Segment Start: Reading text
In the following chapters, the principles for each of the Three Ways are described in greater detail. The first of these principles is Flow, which is focused on how we create the fast flow of work in any value stream, whether it’s in manufacturing or technology work. The practices that enable fast flow are described in Part III.
2The First Way:
The Principles of Flow
In the technology value stream, work typically flows from Development to Operations, the functional areas between our business and our customers. The First Way requires the fast and smooth flow of work from Development to Operations, to deliver value to customers quickly. We optimize for this global goal instead of local goals, such as Development feature completion rates, test find/fix ratios, or Ops availability measures.
We increase flow by making work visible, by reducing batch sizes and intervals of work, and by building quality in, preventing defects from being passed to downstream work centers. By speeding up the flow through the technology value stream, we reduce the lead time required to fulfill internal and external customer requests, further increasing the quality of our work while making us more agile and able to out-experiment the competition.
Segment End: Reading text
Segment Start: Extracted entries
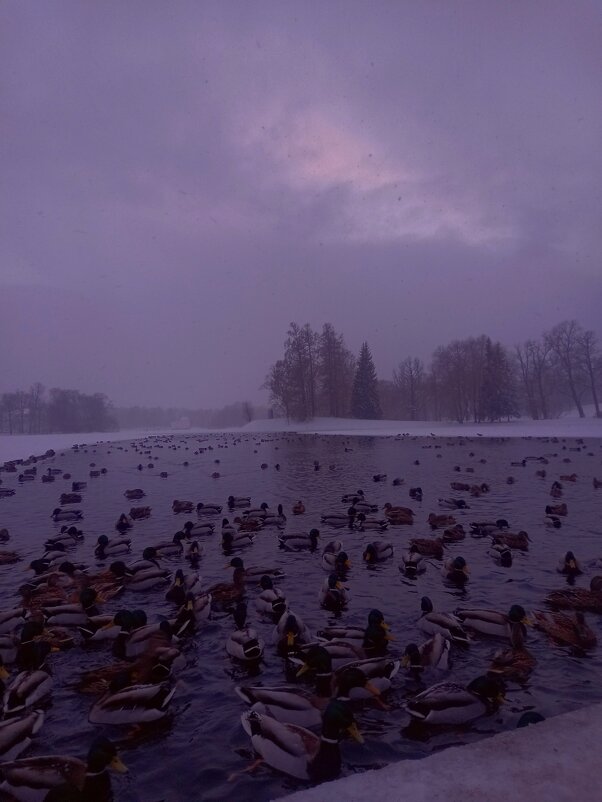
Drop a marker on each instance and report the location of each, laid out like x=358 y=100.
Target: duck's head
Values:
x=103 y=755
x=338 y=721
x=489 y=688
x=426 y=605
x=411 y=656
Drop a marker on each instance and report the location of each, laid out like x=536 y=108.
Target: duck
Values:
x=271 y=601
x=377 y=551
x=16 y=734
x=569 y=565
x=111 y=548
x=440 y=521
x=239 y=501
x=445 y=623
x=453 y=534
x=433 y=653
x=333 y=595
x=34 y=779
x=567 y=630
x=300 y=541
x=59 y=514
x=427 y=547
x=412 y=563
x=296 y=751
x=363 y=523
x=510 y=625
x=518 y=541
x=501 y=554
x=244 y=643
x=290 y=632
x=450 y=703
x=453 y=504
x=455 y=571
x=338 y=520
x=192 y=530
x=131 y=704
x=579 y=599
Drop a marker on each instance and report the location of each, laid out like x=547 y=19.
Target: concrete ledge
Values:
x=557 y=760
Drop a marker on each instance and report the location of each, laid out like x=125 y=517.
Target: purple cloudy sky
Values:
x=181 y=180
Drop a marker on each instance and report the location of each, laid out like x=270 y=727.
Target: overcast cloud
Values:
x=181 y=180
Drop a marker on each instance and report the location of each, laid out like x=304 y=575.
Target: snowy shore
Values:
x=556 y=761
x=18 y=446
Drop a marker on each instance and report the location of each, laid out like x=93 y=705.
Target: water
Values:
x=192 y=756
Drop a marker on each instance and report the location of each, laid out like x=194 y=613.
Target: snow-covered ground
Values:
x=18 y=446
x=556 y=761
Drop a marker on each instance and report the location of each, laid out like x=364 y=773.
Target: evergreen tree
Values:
x=364 y=396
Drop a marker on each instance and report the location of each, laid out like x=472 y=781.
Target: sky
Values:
x=181 y=180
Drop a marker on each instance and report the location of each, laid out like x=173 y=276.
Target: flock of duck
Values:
x=332 y=674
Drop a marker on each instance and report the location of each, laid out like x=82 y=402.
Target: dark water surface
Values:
x=192 y=756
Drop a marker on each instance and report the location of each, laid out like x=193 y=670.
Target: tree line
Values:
x=40 y=411
x=473 y=379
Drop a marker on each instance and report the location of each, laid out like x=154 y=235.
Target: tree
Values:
x=409 y=381
x=364 y=395
x=336 y=366
x=563 y=341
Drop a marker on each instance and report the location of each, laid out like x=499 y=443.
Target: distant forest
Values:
x=475 y=379
x=41 y=411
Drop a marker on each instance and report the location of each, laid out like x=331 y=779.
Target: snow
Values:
x=556 y=760
x=20 y=446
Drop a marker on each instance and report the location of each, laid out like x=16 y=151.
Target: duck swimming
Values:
x=298 y=752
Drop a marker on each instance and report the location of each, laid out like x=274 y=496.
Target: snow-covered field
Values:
x=19 y=446
x=556 y=761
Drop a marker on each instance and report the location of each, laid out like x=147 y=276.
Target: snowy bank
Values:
x=561 y=427
x=556 y=760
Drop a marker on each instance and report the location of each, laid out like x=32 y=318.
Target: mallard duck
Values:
x=16 y=734
x=440 y=521
x=448 y=625
x=450 y=703
x=59 y=514
x=578 y=598
x=239 y=501
x=455 y=571
x=427 y=547
x=192 y=530
x=513 y=664
x=412 y=563
x=133 y=495
x=378 y=551
x=111 y=548
x=518 y=541
x=131 y=704
x=300 y=541
x=568 y=630
x=501 y=554
x=364 y=524
x=453 y=504
x=290 y=632
x=569 y=565
x=433 y=653
x=271 y=600
x=31 y=779
x=332 y=595
x=298 y=752
x=208 y=509
x=510 y=625
x=244 y=643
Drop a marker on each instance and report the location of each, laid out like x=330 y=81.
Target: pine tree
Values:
x=364 y=396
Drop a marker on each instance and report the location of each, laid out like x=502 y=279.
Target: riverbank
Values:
x=556 y=760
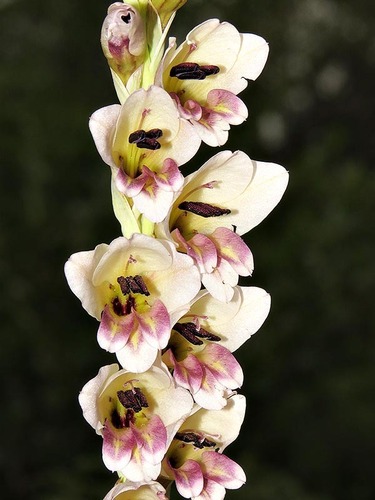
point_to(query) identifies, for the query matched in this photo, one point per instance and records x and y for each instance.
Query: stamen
(204, 334)
(133, 399)
(154, 133)
(146, 140)
(210, 69)
(203, 209)
(137, 136)
(198, 440)
(126, 19)
(189, 332)
(133, 284)
(193, 71)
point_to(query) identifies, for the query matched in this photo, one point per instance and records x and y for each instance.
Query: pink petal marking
(234, 250)
(170, 177)
(154, 325)
(223, 365)
(189, 479)
(200, 248)
(221, 469)
(151, 440)
(114, 331)
(211, 393)
(117, 446)
(190, 110)
(227, 105)
(188, 373)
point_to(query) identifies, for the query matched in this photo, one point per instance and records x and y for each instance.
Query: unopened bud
(123, 39)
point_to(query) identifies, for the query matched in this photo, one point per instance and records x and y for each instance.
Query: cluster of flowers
(166, 292)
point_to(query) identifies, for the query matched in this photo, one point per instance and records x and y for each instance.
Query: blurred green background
(310, 373)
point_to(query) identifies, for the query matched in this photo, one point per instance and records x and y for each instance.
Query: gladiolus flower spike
(165, 292)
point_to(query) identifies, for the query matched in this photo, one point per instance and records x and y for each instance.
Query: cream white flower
(137, 491)
(229, 195)
(137, 415)
(199, 351)
(195, 460)
(123, 39)
(206, 72)
(137, 288)
(144, 141)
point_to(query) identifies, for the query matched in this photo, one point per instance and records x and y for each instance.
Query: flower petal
(189, 479)
(117, 447)
(151, 440)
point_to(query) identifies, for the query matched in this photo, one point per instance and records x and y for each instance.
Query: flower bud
(123, 39)
(167, 8)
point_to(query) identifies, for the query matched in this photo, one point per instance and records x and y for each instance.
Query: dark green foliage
(310, 372)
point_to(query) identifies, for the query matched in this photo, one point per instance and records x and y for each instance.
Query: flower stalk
(165, 292)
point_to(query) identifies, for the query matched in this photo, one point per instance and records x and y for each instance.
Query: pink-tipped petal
(221, 469)
(227, 105)
(189, 479)
(234, 250)
(155, 325)
(189, 373)
(151, 440)
(223, 365)
(211, 394)
(117, 447)
(114, 331)
(211, 490)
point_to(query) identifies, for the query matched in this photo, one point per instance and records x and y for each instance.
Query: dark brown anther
(129, 417)
(146, 140)
(195, 439)
(193, 71)
(133, 399)
(210, 70)
(203, 209)
(152, 144)
(130, 304)
(154, 133)
(183, 68)
(119, 308)
(133, 284)
(189, 332)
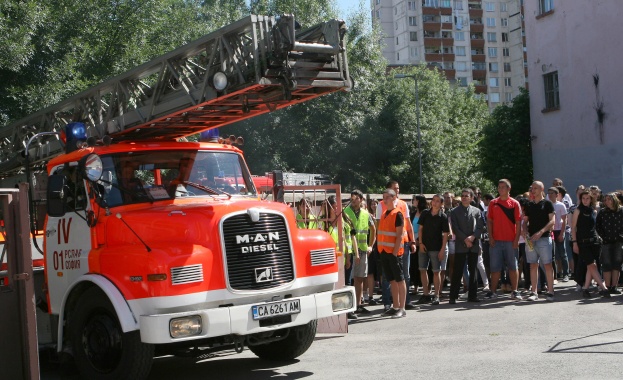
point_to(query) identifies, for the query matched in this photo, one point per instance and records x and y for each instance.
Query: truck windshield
(148, 176)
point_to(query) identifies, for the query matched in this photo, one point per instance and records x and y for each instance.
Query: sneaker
(533, 297)
(399, 314)
(491, 295)
(390, 312)
(424, 299)
(604, 293)
(549, 297)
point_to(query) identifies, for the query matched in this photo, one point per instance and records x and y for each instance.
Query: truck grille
(257, 254)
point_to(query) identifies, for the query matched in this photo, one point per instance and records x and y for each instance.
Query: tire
(298, 341)
(101, 349)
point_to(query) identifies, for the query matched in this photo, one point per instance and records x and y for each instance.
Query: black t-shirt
(538, 215)
(434, 227)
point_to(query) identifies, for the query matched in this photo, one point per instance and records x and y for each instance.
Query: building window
(552, 98)
(508, 97)
(546, 6)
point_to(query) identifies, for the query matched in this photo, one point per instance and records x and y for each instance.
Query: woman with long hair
(610, 229)
(586, 241)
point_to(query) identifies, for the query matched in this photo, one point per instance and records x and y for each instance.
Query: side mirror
(56, 195)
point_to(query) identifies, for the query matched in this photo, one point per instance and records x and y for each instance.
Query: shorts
(392, 267)
(433, 257)
(361, 270)
(611, 256)
(502, 252)
(589, 253)
(542, 251)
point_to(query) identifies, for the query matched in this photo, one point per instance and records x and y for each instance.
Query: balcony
(480, 89)
(478, 57)
(477, 43)
(479, 74)
(476, 28)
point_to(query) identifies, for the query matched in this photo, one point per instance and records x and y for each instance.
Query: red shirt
(503, 227)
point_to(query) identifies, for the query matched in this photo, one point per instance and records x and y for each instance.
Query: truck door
(68, 238)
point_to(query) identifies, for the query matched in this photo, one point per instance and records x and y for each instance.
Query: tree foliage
(507, 146)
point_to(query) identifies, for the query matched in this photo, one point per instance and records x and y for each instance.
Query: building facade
(472, 41)
(575, 87)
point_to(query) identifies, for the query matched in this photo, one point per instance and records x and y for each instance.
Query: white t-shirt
(561, 212)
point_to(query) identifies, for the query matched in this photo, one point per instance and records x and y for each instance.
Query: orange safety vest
(387, 232)
(402, 207)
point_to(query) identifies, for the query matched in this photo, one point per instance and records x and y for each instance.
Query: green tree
(507, 146)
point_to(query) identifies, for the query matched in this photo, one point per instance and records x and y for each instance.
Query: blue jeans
Segment End: Extracted entries
## Problems to solve
**A.** Copy the passage on the principles of flow, starting at "In the following" and ending at "in Part III.", and swap "chapters" for "sections".
**B.** Please say whether each statement agrees with the passage on the principles of flow, and quote the words that decide it: (i) The First Way requires work to flow from Operations to Development. (ii) The practices that enable fast flow are described in Part III. (iii) Reducing batch sizes is one way of increasing flow.

## Expected outputs
**A.**
In the following sections, the principles for each of the Three Ways are described in greater detail. The first of these principles is Flow, which is focused on how we create the fast flow of work in any value stream, whether it’s in manufacturing or technology work. The practices that enable fast flow are described in Part III.

**B.**
(i) No: "The First Way requires the fast and smooth flow of work from Development to Operations"
(ii) Yes: "The practices that enable fast flow are described in Part III."
(iii) Yes: "We increase flow by making work visible, by reducing batch sizes and intervals of work"